▸ **O seu objetivo**
Reproduza sem alterações o trecho do texto sobre a taxa de alcoolemia que começa nas palavras “De facto, a” e termina após as palavras “sobre essa matéria.”.

▸ **Texto selecionado**
++++

De facto, a necessidade de alegação e prova do referido nexo de causalidade (álcool/acidente) não tem qualquer correspondência verbal na letra da lei, porquanto a norma supra citada apenas exige que o condutor tenha dado causa ao acidente, sem qualquer alusão ao facto de esse “dar causa” ter que estar relacionado com a taxa de alcoolemia de que o mesmo é portador.

Por outro lado, presumindo – como impõe a lei – que o legislador soube exprimir o seu pensamento em termos adequados, parece-nos que, se tivesse sido essa a sua intenção, o legislador não teria deixado de aludir claramente à necessidade de o acidente ter sido causado pela taxa de alcoolemia de que o portador era portador, tanto mais que estava, naturalmente, ciente das divergências que se haviam suscitado a propósito da interpretação da norma que anteriormente dispunha sobre essa matéria.

++++

[Uma sequência de linhas]
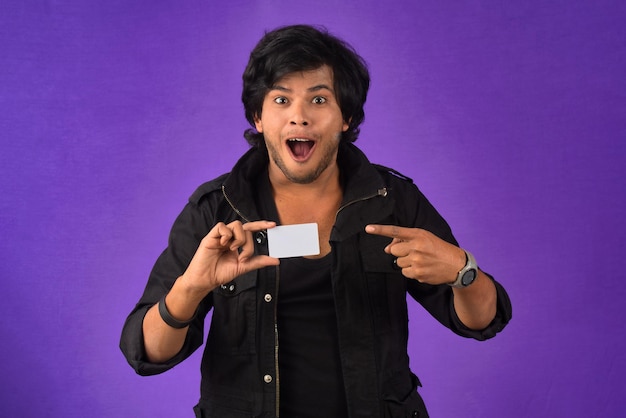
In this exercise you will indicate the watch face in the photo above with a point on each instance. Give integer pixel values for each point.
(468, 277)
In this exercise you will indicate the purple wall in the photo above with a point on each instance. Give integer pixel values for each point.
(511, 117)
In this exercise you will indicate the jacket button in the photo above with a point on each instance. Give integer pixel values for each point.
(395, 265)
(229, 287)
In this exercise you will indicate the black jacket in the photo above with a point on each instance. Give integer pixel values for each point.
(239, 366)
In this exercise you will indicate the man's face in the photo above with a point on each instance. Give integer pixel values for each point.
(302, 125)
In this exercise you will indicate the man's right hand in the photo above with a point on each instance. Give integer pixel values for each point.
(226, 252)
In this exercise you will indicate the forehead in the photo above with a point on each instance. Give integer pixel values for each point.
(321, 76)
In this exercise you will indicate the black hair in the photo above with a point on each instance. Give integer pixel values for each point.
(298, 48)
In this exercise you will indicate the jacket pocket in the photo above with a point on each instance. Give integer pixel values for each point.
(399, 403)
(233, 324)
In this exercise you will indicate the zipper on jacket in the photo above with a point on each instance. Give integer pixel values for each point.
(380, 192)
(237, 211)
(276, 368)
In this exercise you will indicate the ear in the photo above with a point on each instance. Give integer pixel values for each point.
(258, 124)
(346, 125)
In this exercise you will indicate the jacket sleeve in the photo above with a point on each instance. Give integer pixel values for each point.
(188, 230)
(437, 300)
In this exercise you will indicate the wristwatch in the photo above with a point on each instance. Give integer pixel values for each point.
(468, 273)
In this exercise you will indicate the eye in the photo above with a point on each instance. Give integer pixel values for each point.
(280, 100)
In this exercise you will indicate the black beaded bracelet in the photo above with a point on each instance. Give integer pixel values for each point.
(169, 319)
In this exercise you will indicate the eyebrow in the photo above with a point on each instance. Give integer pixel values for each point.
(310, 89)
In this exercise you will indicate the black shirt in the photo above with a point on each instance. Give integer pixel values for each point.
(311, 383)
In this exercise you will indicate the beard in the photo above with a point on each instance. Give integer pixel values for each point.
(329, 155)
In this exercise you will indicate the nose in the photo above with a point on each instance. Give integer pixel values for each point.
(298, 116)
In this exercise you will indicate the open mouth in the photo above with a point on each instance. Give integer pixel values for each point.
(300, 148)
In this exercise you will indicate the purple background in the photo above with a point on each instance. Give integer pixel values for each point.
(510, 116)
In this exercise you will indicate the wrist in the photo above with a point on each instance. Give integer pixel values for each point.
(468, 273)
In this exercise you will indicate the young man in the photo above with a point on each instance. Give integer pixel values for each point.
(315, 336)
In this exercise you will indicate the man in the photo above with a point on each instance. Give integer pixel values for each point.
(316, 336)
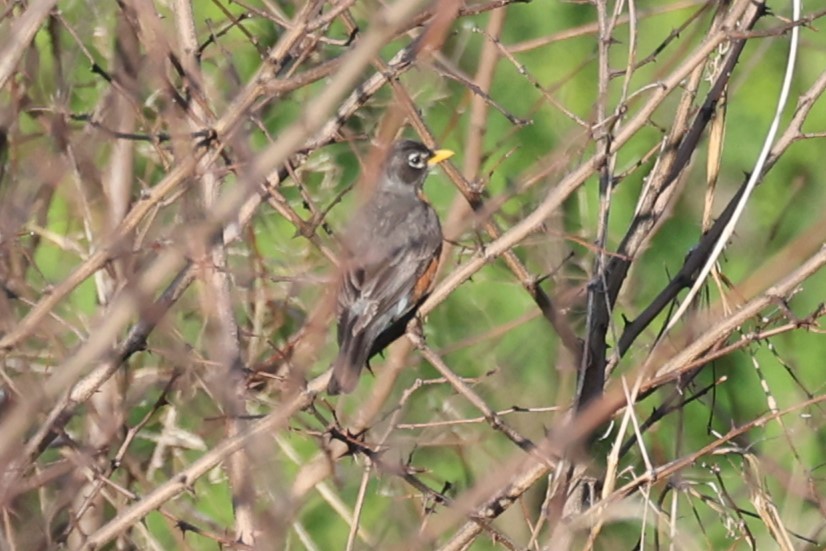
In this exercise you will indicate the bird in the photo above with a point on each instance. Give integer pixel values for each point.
(390, 256)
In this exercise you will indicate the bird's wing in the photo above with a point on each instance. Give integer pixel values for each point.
(377, 291)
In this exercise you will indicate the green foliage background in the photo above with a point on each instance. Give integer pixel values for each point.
(489, 329)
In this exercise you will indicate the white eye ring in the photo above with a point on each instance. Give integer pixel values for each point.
(416, 160)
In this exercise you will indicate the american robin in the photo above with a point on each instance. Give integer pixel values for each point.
(390, 257)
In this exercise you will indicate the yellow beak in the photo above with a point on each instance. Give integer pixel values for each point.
(438, 156)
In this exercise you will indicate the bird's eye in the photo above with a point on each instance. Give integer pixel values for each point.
(416, 160)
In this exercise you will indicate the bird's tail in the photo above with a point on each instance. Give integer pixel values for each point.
(352, 356)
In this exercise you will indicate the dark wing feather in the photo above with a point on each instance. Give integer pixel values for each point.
(378, 282)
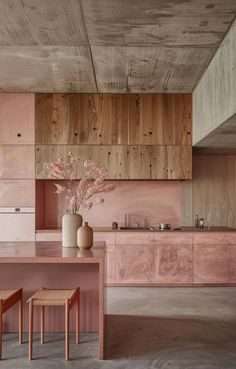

++++

▸ **Solução abaixo**
De facto, a necessidade de alegação e prova do referido nexo de causalidade (álcool/acidente) não tem qualquer correspondência verbal na letra da lei, porquanto a norma supra citada apenas exige que o condutor tenha dado causa ao acidente, sem qualquer alusão ao facto de esse “dar causa” ter que estar relacionado com a taxa de alcoolemia de que o mesmo é portador.

Por outro lado, presumindo – como impõe a lei – que o legislador soube exprimir o seu pensamento em termos adequados, parece-nos que, se tivesse sido essa a sua intenção, o legislador não teria deixado de aludir claramente à necessidade de o acidente ter sido causado pela taxa de alcoolemia de que o portador era portador, tanto mais que estava, naturalmente, ciente das divergências que se haviam suscitado a propósito da interpretação da norma que anteriormente dispunha sobre essa matéria.